→ Input
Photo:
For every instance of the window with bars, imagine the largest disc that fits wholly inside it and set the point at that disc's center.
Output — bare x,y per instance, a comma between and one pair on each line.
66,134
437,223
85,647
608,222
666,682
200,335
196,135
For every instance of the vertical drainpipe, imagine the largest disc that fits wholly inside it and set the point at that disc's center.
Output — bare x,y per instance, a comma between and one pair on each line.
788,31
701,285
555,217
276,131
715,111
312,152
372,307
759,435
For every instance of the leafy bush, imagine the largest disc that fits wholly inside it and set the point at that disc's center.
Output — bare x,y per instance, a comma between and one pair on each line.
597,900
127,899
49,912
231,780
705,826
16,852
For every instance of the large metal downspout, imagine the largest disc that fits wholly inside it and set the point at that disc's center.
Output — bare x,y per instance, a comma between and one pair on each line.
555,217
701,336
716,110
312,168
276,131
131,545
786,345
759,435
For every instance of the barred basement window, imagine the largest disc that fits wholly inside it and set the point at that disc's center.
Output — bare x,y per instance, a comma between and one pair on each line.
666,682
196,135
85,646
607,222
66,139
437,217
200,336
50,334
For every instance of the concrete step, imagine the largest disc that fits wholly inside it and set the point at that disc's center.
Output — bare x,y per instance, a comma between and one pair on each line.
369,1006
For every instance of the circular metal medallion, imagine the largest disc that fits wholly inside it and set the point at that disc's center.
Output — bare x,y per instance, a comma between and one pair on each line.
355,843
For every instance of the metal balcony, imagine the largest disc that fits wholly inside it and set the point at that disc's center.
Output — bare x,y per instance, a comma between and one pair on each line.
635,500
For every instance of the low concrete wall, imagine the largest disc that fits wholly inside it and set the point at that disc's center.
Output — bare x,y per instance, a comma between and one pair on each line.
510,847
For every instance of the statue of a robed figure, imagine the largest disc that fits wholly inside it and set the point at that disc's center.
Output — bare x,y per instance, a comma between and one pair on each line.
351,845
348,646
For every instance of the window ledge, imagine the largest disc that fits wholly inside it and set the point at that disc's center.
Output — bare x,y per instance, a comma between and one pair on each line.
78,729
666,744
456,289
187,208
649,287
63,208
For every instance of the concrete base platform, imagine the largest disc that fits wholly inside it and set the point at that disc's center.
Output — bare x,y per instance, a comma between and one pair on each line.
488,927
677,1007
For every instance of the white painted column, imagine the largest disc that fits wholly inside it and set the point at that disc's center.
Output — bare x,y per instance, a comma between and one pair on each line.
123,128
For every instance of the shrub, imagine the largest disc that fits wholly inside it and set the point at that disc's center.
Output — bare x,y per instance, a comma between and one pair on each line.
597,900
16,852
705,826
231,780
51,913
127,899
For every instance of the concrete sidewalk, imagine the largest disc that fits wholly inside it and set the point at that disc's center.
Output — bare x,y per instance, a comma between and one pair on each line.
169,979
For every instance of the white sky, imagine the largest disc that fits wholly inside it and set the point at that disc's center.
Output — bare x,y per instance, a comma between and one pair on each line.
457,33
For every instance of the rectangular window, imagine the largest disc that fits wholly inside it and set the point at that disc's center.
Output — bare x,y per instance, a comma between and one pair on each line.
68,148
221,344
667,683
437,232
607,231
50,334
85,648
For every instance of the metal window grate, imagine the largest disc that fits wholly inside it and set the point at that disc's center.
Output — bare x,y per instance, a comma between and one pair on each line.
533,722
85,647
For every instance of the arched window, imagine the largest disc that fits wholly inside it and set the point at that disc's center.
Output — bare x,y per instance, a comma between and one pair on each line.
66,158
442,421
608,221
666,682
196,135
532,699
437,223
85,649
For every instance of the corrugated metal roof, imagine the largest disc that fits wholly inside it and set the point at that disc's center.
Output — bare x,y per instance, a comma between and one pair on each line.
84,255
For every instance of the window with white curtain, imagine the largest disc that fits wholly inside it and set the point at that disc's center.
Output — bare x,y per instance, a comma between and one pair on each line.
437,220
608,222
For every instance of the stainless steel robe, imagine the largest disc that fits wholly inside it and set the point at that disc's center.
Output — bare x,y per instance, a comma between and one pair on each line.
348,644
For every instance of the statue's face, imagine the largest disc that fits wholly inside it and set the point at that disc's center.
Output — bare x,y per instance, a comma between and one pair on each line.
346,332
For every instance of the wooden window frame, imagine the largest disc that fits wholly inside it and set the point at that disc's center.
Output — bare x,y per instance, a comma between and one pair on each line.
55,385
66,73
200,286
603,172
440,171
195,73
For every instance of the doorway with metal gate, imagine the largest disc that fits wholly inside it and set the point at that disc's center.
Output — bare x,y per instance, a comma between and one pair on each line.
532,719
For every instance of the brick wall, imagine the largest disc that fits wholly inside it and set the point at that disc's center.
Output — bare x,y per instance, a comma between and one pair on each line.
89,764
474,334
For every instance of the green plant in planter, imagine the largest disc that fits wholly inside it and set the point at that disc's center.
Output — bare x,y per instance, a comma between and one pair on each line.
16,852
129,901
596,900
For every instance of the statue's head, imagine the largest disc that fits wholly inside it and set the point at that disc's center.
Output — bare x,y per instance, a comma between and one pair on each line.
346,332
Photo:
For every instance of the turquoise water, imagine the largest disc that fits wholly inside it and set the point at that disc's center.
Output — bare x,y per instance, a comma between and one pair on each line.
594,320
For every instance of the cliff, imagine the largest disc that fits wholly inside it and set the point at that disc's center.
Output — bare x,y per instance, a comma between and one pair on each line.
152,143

→ Short problem
The records above are to be copied in full, exactly as written.

→ The reply
Photo:
For every instance of the window with bars, imagine the largest disc that fits wholly inside it and set the point at that disc's center.
Output — bare x,y per instance, a comma between and one pair on each line.
66,134
437,223
85,647
608,222
666,682
200,335
196,135
For every instance of the vertical drainpipe, imagine the largest disc that fits wholly inside it and set the point at that disc's center.
Output — bare x,y per instance, a comma between and one pair on each line.
788,31
701,285
555,217
276,131
715,111
312,152
372,307
759,435
For every instance of the leafy bush, imagine the largest disc that fits wholly inside it and set the point at that disc's center.
Output — bare x,y per instance, a comma between and one pair on each line.
597,900
127,899
49,912
231,780
705,826
16,852
For every instance of the large metal downspout, imagine the largest disc that fits wholly inside it and set the point at that disc's center.
Output — bare x,y per instance, a comma between and one pair on each line.
555,217
701,336
716,110
312,168
276,131
131,545
786,345
759,435
For every instance of the barred basement window, imagine the largest disc that fits wholly inside it and set the point at that disc's center.
Output — bare x,y per instance, a comma between and one pair on each line.
666,682
196,135
85,646
607,222
66,139
437,217
200,336
50,334
For every instance of the concrete step, imagine the largest disc that fits wholly inside it and set the point at that disc's center.
Output — bare x,y per instance, a comma between and one pair on each line.
369,1006
For every instance of the circular metal medallion, imagine the largest disc that fits wholly inside it and set the point at that disc's center.
Output — bare x,y per instance, a comma between and one pair on each line.
355,843
For every instance of the metal balcony, imagine the largest disc that fits wholly inside it and set the point at that disc's center.
Output — bare x,y per instance, a comma between and one pair on each line.
635,500
For every instance of the low concrete wall, imagine the largest disc that fits wholly inside it and set the point at that disc's center.
Output — bare x,y per instance, a comma between and one pair on each line.
510,847
For every instance of the statue of a robed figure, imagine the largest disc that fits wholly inside it and set the point at that disc's center.
Output — bare x,y per instance, a comma between and one pair on each line.
351,845
348,646
For every instance of the window ledge, imagine the largest disc that fits wholly inside it and set the point at that disc's center.
Output — bare x,y per instance, a comma between and one pair on each line.
78,729
666,744
456,289
187,208
649,287
63,208
For every instance of the concrete base platform, imagine the largest disc that fits wholly inside it and set the point at that disc's center.
Output — bare x,y per instance, a comma between and one pair on each line.
488,927
677,1007
For every instance of the white painted column, imagine the largest disc that fits wholly inside it and set the point at that disc's center.
Output — bare x,y per instance, a comma between and one pair on each line.
123,128
For every instance of the shrub, imagine the largest disc that fits wholly inside it and set the point at that disc's center.
Output — bare x,y per instance, a comma between and one pair on each line.
597,900
16,852
705,826
231,780
51,913
127,899
For every instance of the concrete sidewalk, imagine the largest disc that fits wholly inside it and set the point at that disc's center.
Output — bare x,y per instance, a comma between and one pair on each line.
169,979
For every instance of the white sky, imagine the largest disc that fits wholly inside it and set the point at that disc's center.
Output — bare x,y per instance, a comma between and one pair on each line.
457,33
For every instance of the rectangular window, imagine the largest disc that fits wholly inside it and set the point at that disc's center.
Output — bare x,y per instance, a comma between and one pair on each line.
68,148
221,344
667,683
437,232
607,231
50,334
85,648
For every instance of the metal window grate, imagine the largest disc that fits wholly inside it and set the point at that disc's center.
Output — bare x,y per instance, a comma between and one pair on each line.
533,722
85,647
For every instance of the arched window, imagine the largest disc that fits wholly inside it and set the point at that disc's center.
Output — bare x,y per instance, a comma between and one pair on each line.
66,158
442,421
608,221
666,682
196,135
532,699
437,223
85,649
For every instance of the corrugated metal roof, imagine the largest disc that fits wholly inside it and set the point at that disc's center.
Output — bare x,y per instance, a comma between and one pair on each line.
84,255
For every instance of the window with white curtain, imagine the largest disc that fits wholly inside it and set the point at that disc's center.
Output — bare x,y per instance, a comma between and one pair on each line.
437,220
608,222
For every instance of the stainless steel robe, imagine the largest disc that fits wholly inside it and set the point at that disc's center.
Output — bare x,y per instance, a comma between and one pair on each line.
348,644
For every instance of the statue's face, imagine the largest disc that fits wholly inside it and set the point at that disc's center.
Output — bare x,y per instance, a comma between and one pair on each line.
346,332
For every instance of the wooden window frame, imagine the largest disc that fits wholly inside it and set the point at that disc's center.
Output — bare x,y per instance, a comma between and one pair on each line.
55,385
66,73
200,286
603,172
440,171
195,73
For every instance of the doorway with metal gate, imagine the largest disc that fits wholly inside it and set the point at that disc's center.
Output — bare x,y per instance, a comma between and one pair on each line.
532,719
For every instance of the brick wall, imagine the largest disc that fits wholly inside it and set the point at that disc's center.
Output — bare x,y per instance, a comma between and one pair on each line.
89,764
474,334
For every instance of the green plant in planter, imagine the largest disc that fits wholly inside it and set the point at that disc's center.
Output — bare x,y per instance, a comma between and one pair on each line.
16,852
129,901
596,900
For every instance of the statue's head, imagine the largest disc that fits wholly inside it and set the point at that disc's center.
Output — bare x,y per instance, a comma between and one pair on each line.
346,332
Photo:
For every instance of the turquoise water, imagine the largest disc that fits wholly inside it and set the point at that disc's center.
Output — bare x,y per instance, a comma between and one pair on each line.
594,320
For every instance of the cliff, imagine the largest disc that fits wholly inside it and set the point at that disc's center.
Output — bare x,y per instance, a comma between and one pair on each line.
152,143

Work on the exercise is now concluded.